**Exercise objective:** A faithful transcription of all the records is required.

Records contained in a dataset:

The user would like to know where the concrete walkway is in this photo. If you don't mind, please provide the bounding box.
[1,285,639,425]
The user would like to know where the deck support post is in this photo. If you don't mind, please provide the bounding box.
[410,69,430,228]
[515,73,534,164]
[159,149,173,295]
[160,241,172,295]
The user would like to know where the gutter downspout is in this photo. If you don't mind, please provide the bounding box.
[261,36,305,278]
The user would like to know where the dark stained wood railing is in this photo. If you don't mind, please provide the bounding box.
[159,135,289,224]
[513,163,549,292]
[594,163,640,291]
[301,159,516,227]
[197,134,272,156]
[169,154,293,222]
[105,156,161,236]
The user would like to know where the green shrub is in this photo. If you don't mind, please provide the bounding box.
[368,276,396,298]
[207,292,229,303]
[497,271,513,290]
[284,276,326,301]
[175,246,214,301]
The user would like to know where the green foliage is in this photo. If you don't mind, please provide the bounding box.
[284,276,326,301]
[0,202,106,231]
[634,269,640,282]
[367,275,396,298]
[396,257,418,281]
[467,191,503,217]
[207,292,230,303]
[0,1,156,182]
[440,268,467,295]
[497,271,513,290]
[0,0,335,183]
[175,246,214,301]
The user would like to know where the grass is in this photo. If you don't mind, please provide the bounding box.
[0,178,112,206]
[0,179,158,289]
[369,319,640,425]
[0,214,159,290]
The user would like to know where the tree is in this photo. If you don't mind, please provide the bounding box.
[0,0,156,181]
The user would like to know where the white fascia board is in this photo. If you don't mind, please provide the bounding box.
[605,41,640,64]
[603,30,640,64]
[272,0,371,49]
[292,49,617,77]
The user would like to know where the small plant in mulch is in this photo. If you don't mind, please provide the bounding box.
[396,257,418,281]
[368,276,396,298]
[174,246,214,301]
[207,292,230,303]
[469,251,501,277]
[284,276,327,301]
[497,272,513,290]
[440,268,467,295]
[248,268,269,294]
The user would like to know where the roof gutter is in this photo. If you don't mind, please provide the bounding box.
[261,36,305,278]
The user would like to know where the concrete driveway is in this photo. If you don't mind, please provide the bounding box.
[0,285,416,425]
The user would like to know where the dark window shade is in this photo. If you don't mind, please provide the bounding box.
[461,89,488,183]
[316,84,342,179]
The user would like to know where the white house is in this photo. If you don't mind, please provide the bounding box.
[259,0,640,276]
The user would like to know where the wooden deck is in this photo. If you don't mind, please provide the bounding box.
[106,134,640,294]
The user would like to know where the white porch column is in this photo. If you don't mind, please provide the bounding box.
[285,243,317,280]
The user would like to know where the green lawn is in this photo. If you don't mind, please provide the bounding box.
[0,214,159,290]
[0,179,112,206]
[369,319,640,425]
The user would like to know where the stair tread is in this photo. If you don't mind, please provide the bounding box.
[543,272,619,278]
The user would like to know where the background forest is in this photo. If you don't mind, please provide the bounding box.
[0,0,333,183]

**Answer to this task:**
The user would like to know where the concrete walkway is in this photo. If you don't mind, please provide the bounding box.
[1,285,639,425]
The user would like to know where the deck support post is in this photo. If you don't mind, please provide the bounding box.
[410,69,430,228]
[515,73,534,164]
[159,149,173,295]
[160,241,172,295]
The user would like to know where the gutter downspout is in this photo. If you don't mind, please provide the bounding box.
[261,36,305,278]
The user would like to know where the dark stained wood railing is in this photo. If you don't mind, please provide the bounding box.
[159,135,289,224]
[513,163,549,292]
[594,163,640,291]
[301,159,516,227]
[197,134,272,156]
[169,154,293,222]
[105,156,161,236]
The user would like to know where the green shrub is in this photo. If you don't mind, please provide the bounding box.
[368,276,396,298]
[207,292,229,303]
[497,271,513,290]
[284,276,326,301]
[175,246,214,301]
The user would like to know where the green foliage is in this photo. If you don't mind, please provide the bounding box.
[284,276,326,301]
[0,202,106,231]
[634,269,640,282]
[367,275,396,298]
[396,257,418,281]
[467,191,503,217]
[207,292,230,303]
[0,1,156,182]
[440,268,467,295]
[497,271,513,290]
[0,0,335,183]
[175,246,214,301]
The user would like to know where the grass is in this photo. If you don't mind, please provide the bounding box.
[0,178,112,206]
[0,179,158,289]
[369,319,640,425]
[0,214,159,290]
The user would like to know where the tree is in this photo. If you don't mind, please provide the bounding box.
[0,0,156,181]
The user would like to know where the white fascia board is in this photo. If you don't mind, please provide the bounding box.
[605,41,640,64]
[603,30,640,64]
[272,0,371,49]
[292,49,617,77]
The user would like to know where the small plant in mulch is in this photo. If you don't mind, please provide the bounding box.
[396,257,418,281]
[368,276,396,298]
[174,246,214,301]
[207,292,230,303]
[469,251,501,277]
[284,276,327,301]
[497,272,513,290]
[440,268,467,295]
[248,268,269,294]
The user would like to know where the roof gutter is in this photo. If you don't mind, please provide the bounding box.
[261,36,305,278]
The user would like to know where the concrete driveway is in this photo. If you don't mind, please provide the bounding box.
[0,285,416,425]
The user would like to know where the dark window shade is in this photo. If you don't mind, please provide the bounding box.
[461,89,488,183]
[316,84,342,179]
The user would like to know where the white house is in this photo. If you don't mind, please provide the bounding box.
[259,0,640,276]
The user would like to know where the wooden deck is in this photo. If you don't mind, please provide the bounding box.
[106,134,640,294]
The user would like to know where the white porch column is in this photo. If you don't mind, please provide the bounding box.
[285,243,317,280]
The user would like to know where the green lawn is in this photo. If you don't mind, please provide the bounding box.
[0,214,159,290]
[0,179,112,206]
[369,319,640,425]
The user would like to know where the stair tread is in this photo. If you don't mind, please provide the bounding box.
[543,272,619,278]
The user would like to know where the background forest is in this photo. If you don't mind, please provide the bounding box.
[0,0,333,183]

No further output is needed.